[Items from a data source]
+++
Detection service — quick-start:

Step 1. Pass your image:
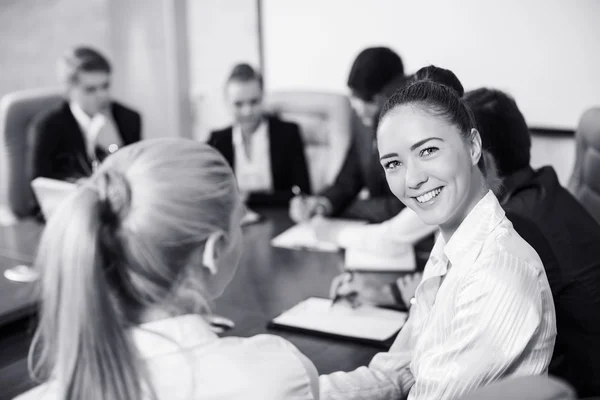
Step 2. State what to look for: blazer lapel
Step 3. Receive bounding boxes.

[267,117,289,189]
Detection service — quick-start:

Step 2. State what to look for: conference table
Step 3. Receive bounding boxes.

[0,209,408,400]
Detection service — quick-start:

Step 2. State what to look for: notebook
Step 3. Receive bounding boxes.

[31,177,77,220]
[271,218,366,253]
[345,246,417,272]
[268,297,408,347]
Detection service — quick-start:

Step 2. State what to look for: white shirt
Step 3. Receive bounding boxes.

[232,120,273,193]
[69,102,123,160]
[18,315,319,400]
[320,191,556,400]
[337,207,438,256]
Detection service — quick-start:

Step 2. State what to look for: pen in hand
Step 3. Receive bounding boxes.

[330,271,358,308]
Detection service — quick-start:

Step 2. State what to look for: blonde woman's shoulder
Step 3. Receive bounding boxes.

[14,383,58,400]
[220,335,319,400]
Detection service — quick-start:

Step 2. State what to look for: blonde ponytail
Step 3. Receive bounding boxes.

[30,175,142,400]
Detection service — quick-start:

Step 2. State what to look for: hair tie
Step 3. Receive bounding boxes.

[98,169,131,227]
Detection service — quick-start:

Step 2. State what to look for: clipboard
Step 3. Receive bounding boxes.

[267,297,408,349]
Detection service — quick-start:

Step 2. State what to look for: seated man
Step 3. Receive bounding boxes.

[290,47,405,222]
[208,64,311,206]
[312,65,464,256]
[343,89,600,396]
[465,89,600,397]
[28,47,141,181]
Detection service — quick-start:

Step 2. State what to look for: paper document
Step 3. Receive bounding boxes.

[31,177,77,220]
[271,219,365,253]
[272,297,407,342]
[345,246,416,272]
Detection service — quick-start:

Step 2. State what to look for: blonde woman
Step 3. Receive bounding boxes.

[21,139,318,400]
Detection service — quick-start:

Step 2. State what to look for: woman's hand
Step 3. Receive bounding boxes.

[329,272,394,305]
+++
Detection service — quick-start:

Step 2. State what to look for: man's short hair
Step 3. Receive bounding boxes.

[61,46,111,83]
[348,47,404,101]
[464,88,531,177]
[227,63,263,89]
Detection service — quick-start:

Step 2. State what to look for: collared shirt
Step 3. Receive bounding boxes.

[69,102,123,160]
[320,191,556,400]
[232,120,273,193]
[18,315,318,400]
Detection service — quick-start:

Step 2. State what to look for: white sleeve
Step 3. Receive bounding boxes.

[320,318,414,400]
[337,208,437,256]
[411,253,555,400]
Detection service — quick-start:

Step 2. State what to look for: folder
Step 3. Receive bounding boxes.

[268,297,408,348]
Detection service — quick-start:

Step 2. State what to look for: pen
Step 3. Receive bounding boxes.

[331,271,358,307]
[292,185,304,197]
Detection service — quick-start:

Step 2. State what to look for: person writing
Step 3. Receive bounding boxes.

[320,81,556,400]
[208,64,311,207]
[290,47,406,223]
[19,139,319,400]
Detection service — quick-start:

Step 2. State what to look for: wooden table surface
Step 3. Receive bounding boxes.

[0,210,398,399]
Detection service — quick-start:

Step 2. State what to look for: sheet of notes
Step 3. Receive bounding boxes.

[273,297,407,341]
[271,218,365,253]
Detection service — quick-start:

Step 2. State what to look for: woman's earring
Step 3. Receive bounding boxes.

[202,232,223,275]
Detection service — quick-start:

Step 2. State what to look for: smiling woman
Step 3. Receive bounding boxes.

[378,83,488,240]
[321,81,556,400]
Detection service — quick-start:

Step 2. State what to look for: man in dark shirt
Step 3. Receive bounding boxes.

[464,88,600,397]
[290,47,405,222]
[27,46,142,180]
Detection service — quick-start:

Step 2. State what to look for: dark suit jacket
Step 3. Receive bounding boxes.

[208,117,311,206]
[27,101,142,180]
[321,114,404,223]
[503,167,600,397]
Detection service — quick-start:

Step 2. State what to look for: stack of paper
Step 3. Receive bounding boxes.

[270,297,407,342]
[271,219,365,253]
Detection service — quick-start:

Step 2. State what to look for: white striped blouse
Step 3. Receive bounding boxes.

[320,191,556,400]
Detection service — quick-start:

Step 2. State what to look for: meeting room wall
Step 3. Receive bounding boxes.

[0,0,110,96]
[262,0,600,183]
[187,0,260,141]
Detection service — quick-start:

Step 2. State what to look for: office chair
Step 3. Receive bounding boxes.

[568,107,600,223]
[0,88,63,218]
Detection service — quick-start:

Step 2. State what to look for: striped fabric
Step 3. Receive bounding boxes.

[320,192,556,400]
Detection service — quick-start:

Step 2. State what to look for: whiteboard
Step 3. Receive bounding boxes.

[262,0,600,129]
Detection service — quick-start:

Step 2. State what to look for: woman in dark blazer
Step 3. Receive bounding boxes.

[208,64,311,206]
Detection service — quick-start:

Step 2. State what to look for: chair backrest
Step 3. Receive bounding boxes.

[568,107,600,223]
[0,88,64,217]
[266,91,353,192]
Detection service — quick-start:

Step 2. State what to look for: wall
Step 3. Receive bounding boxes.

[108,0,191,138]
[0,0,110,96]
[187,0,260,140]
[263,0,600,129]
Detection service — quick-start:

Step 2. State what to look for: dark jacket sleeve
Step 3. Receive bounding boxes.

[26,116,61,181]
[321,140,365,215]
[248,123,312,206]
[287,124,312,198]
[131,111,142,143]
+++
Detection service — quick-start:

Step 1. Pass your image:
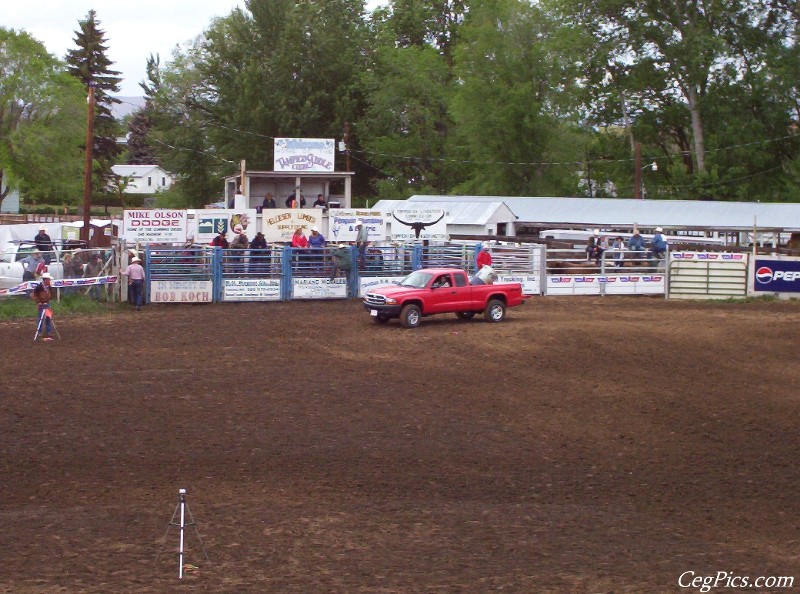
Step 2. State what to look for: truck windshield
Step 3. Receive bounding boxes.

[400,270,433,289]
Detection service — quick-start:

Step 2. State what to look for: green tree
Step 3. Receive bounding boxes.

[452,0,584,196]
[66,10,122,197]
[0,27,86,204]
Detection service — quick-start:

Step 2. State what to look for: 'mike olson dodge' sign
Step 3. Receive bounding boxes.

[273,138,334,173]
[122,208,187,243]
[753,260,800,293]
+++
■ DIRECTIVE ■
How many lines in the items above contain the string "woman"? Reply with the number only.

■ TASK SOLUTION ■
6